__PROBLEM 1__:
Starting at the beginning of the records and ending at the line that contains "column 401, row 176", render those lines of the records as a JSON list of strings, one string per line, with blank lines omitted.
--- begin EXCERPT PROVIDED ---
Wednesday, December 29, 2010

If Love Were All

Fate may often treat me meanly
But I keenly pursue
A little mirage in the blue,
Determination helps me through.

Though I never really grumble,
Life's a jumble indeed
And in my efforts to succeed
I've had to formulate a creed.

I believe in doing what I can
In crying when I must
In laughing when I choose
Hey ho, if love were all
I should be lonely.

I believe the more you love a man,
The more you give your trust,
The more you're bound to lose.
Although when shadows fall
I think if only
Somebody splendid really needed me
Someone affectionate and dear
Cares would be ended if I knew that he
Wanted to have me near.

But I believe that since my life began
The most I've had is just a talent to amuse.
Hey ho, if love were all.
Hey ho, if love were all.

Music & Lyrics: Noel Coward

Friday, December 24, 2010

Blue Beauty

How lovely it'd be to wake up each morning to such delightful things!

Sunday, December 19, 2010

Story of the Candy Canes

A Christmas gathering wouldn't be Chrismassy enough without them, so there were plentiful. Though I am not exactly a candy person, I can never resist when someone hands me one. So, there we were - food and candy canes aplenty.

"The very design of this candy has meaning," he who is knowledgeable said. He went on to explain that its shape looks like the staff of the shepherd, representing the Lord being mankind's shepherd. The thick red strip represents the blood of Jesus on the cross while the thin ones the whipping He endured. Even the flavour of the candy - mint - meant something.

We were quite impressed, for never before had we known that the simple festive treat could carry in it such profound symbols of Christianity.

"I thought they were just for fun," she said.

"No," he smiled, "This red one isn't. Now, this green and red one is just for fun."

And he laughed.

This post would have ended beautifully here, but I had to find out that had labeled this claim as false. Bummer.

Regardless, I think they're lovely and very becoming of this season they're a part of. After all, they're pretty, and they're sweet -

Wednesday, December 15, 2010

Your Unconditional Love

You profess your love - you say you love me not for how I look, but for who I am. Good looks will one day fade, but your love will not fade with them, you insist. You pledge to love me wholly and unconditionally beyond when I turn old and grey.

You give your word with much ease, for I am young, hearty, cheerful and care-free; I amuse you with entertaining narration and stories; I make you laugh with witty remarks and light-hearted jokes; I fill your days with love, passion and delightful conversations. I lift your spirits when you're down, share your glee when you're joyful, and hold you close when you're discouraged. No, I do not doubt your sincerity when you gave your promise of unconditional love.
--- end EXCERPT PROVIDED ---
--- begin ROWS ---
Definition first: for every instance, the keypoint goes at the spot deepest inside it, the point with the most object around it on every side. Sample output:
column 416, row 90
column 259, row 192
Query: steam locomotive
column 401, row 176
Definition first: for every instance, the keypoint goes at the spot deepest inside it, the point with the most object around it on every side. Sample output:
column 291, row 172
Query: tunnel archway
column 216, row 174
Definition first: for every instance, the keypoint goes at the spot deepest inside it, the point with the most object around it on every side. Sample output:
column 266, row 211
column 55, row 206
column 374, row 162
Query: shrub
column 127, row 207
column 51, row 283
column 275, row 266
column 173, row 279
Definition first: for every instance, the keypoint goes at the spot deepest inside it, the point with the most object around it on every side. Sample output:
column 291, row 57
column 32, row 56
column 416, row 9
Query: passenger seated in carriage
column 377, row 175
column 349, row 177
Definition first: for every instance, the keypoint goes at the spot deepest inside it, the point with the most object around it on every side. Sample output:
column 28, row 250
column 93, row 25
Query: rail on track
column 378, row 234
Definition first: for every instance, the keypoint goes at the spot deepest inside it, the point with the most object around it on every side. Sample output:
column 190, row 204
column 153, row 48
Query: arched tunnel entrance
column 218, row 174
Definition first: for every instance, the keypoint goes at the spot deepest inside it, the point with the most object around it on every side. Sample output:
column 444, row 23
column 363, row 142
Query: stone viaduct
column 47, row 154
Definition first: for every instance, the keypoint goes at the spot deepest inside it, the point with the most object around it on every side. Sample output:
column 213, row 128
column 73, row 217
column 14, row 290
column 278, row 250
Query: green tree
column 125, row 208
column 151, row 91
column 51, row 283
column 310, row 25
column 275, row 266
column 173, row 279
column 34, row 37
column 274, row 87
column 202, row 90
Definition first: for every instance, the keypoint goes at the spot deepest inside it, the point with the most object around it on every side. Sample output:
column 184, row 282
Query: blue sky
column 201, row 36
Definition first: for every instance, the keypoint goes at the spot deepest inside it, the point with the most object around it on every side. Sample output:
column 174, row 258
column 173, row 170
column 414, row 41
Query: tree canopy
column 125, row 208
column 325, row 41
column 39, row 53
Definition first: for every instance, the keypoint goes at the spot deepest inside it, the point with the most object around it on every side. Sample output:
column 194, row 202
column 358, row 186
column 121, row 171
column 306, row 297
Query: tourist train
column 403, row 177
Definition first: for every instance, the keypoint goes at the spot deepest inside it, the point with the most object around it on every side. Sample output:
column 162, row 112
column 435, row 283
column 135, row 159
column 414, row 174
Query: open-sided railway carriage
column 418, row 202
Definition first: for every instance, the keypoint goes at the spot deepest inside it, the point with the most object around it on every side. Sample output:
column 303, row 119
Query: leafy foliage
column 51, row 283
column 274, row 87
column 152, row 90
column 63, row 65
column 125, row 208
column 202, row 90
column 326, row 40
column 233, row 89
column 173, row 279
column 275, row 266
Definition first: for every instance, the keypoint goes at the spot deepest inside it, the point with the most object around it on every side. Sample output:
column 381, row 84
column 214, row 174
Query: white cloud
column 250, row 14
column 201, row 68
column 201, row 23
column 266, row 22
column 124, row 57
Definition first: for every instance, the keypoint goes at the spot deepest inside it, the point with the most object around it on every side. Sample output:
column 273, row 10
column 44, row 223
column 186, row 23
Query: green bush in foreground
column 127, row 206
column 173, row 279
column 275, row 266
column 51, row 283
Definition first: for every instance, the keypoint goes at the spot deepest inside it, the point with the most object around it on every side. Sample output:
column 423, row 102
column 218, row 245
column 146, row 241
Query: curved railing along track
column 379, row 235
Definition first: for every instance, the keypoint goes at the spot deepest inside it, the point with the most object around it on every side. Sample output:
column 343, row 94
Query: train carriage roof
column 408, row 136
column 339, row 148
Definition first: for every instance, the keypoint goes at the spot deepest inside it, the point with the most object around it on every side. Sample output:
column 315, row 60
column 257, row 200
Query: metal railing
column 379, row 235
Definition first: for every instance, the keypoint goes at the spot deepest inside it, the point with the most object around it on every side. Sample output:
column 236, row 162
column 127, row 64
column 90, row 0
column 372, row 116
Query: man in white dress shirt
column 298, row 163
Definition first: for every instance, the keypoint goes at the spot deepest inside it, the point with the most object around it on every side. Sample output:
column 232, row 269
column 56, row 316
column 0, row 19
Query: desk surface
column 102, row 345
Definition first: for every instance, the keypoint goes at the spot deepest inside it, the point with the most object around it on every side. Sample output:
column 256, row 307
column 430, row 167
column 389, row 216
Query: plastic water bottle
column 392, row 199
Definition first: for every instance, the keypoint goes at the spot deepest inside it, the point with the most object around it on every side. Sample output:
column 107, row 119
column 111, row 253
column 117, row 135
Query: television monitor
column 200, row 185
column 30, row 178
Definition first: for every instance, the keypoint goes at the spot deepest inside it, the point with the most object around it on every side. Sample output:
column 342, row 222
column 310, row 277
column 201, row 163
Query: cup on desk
--- end ROWS ---
__PROBLEM 2__:
According to the blog excerpt, who is credited with the music and lyrics of "If Love Were All"?

__COMPLETE RESPONSE 1__:
[
  "Definition first: for every instance, the keypoint goes at the spot deepest inside it, the point with the most object around it on every side. Sample output:",
  "column 416, row 90",
  "column 259, row 192",
  "Query: steam locomotive",
  "column 401, row 176"
]

__COMPLETE RESPONSE 2__:
Noel Coward